**ИНСТРУКЦИИ К УПРАЖНЕНИЮ:**
a – Ответьте на вопросы по тексту о фотографии, каждый ответ с новой строки с той же пометкой:
(i) Что, согласно тексту, никогда не сможет окончательно избавиться от своей анонимности?
(ii) Что текст называет естественной прерогативой фотографии?
(iii) Почему, по словам текста, общество приняло фотографию?
b – Напишите, пожалуйста, что следует в тексте о фотографии за его последним предложением.

**ФРАГМЕНТ ДОКУМЕНТА:**
☆ ☆ ☆ ☆
Подобная аффирмация фактически означает радикальный возврат к забытым представлениям фотографов первого поколения, к основам практики. Это воспоминание о том, что фотография в своей чистоте - элементарный механизм бессубъектно-механической репрезентации, лишь косвенно нуждающийся в участии человека, по сути своей не имеющий к нему отношения. В фотоснимке создается первая копия визуальной реальности, ее ничем не предшествуемое (кроме самой реальности) отражение. Можно даже сказать, что так появляется на свет сам оригинал репрезентации - до какого угодно субъективного акта творчества или функциональной специализации деятельности. Какое бы кредо ни избирали фотографы в тот или иной момент истории, в следующем поколении их верования изживают себя, и все возвращается к этому незыблемому основанию. Фотография и натура соединены напрямую, без опосредования, поэтому фигура фотографа никогда не сможет окончательно избавиться от своей анонимности, а принцип непосредственности, верности "натуре" никогда не сможет быть отменен.
Появившись на свет, фотография механически, сверхчеловечески, интенсифицировала зрение, показав человеку мир таким, каким он его прежде не знал. Ее естественной прерогативой стало настойчивое расширение видимого горизонта, введение в зрительные пределы областей запретного или невидимого. В этом причина двойственного отношения к фотографии, притяжения к ней и отторжения от нее. Картина мира, которая открывалась в механическом изображении была лишена человеческой одухотворенности, а потому и "подлинного сходства с жизнью". В рамках гуманизма девятнадцатого века такая картина никогда бы не смогла стать приемлемой. Пикториальный тип репрезентации, попытался "гуманизировать" фотографию отождествив ее с искусством - и тем самым вышел за свои естественные границы. Способствуя развитию фотографии, он одновременно лишил ее прямых возможностей реализации. Фотохудожники превратились в род секты, за пределами которой шло бурное развитие медиума, стимулировавшееся разнообразными общественными потребностями внеэстетического характера. Развивалась техника, стало общей нормой использование фотографии в прессе, а само фотографирование, теряя магическую ауру, обратилось в популярное занятие. Не говоря уже о том, что существовало большое количество фотографов-любителей, которые не показывали свои работы на выставках, не входили в общества и не публиковали манифестов, но тем не менее инстинктивно использовали камеру как инструмент объективного комментария по поводу реальности.
Война радикализировала характер перемен. Она потрясла сами основы европейского гуманизма, неопровержимо продемонстрировала внечеловечность исторических законов, физический, механический характер движущих сил. Она была одноприродна фотографии. Поэтому, вопреки цензуре, фотография смогла показать обществу картину массового уничтожения с невообразимой жесткостью и полнотой. Общество было глубоко шокировано войной, поэтому приняло фотографию. Страстно поверив в ее объективную бесстрастность, пропустив в порыве своей новой страсти то обстоятельство, что выбор ракурса такой объективности как всегда находится в полном распоряжении человеческой субъективности. И быстро сконструировало из новых верований очередную, еще более тотальную идеологию.
☆ ☆ ☆ ☆
**ПРЕДСТАВЛЕННЫЙ ЛИСТИНГ:**
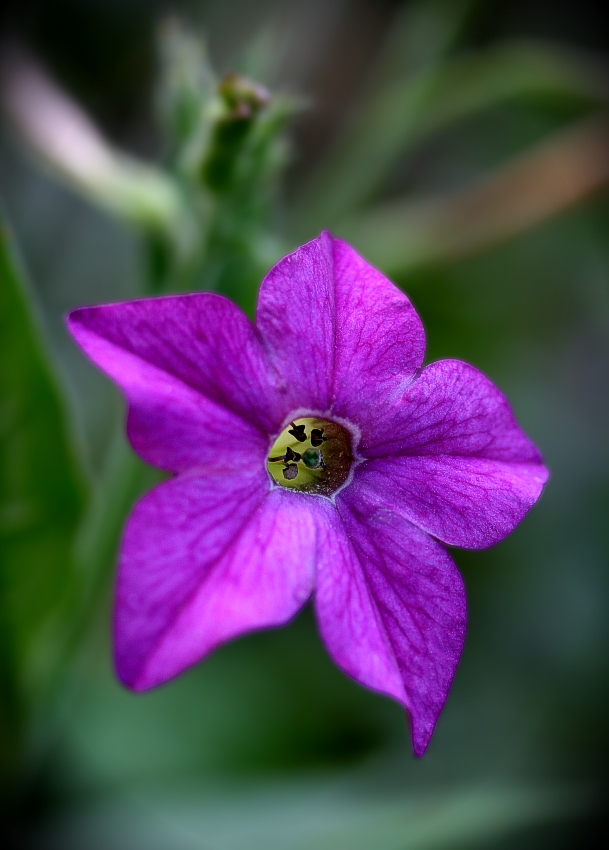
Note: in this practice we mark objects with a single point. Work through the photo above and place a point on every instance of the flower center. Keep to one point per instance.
☆ ☆ ☆ ☆
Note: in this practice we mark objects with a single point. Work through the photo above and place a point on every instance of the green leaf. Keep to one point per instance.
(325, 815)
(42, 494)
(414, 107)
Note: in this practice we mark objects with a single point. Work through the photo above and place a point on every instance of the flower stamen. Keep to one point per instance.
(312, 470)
☆ ☆ ☆ ☆
**ОТВЕТЫ ПО ПОРЯДКУ:**
a –
(i) Фигура фотографа.
(ii) Настойчивое расширение видимого горизонта, введение в зрительные пределы областей запретного или невидимого.
(iii) Потому что общество было глубоко шокировано войной.

b –
Благодаря своим фотоотражениям, мир вновь предстал предметом незнакомым: зловещим или удивительным, но в любом случае неудержимо влекущим. В этой точке лежит новый тип притяжения, складывающийся между фотографией и искусством. Если прежде фотография стремилась подняться на уровень искусства, то теперь искусство параллельно с фотографией отыскивает свои позабытые основания. Экспериментирующий художник-авангардист утверждает первичность непосредственного опыта и видит в фотографии чистое, не обремененное субъективно-человеческими условностями средство, которое по-новому открывает ему доступ к реальности, позволяет соединить пределы абстракции и предметности. Так в 1918 году цюрихский художник-дадаист Кристиан Шад возрождает фотомонтаж, а также начинает делать абстрактные рисунки, технически однородные "фотогеническим рисункам" одного из отцов фотографии Фокса Талбота. Названные Тристаном Тцарой "шадографиями", они в дальнейшем приводят к возникновению "райографий" Ман Рея и фотограмм Мохой-Надя. Молодые авангардисты используют фотографию в рамках собственных подходов и интересов. Фотография вновь обретает статус искусства. На этот раз за счет изначально заложенного в ней потенциала и благодаря самим художникам.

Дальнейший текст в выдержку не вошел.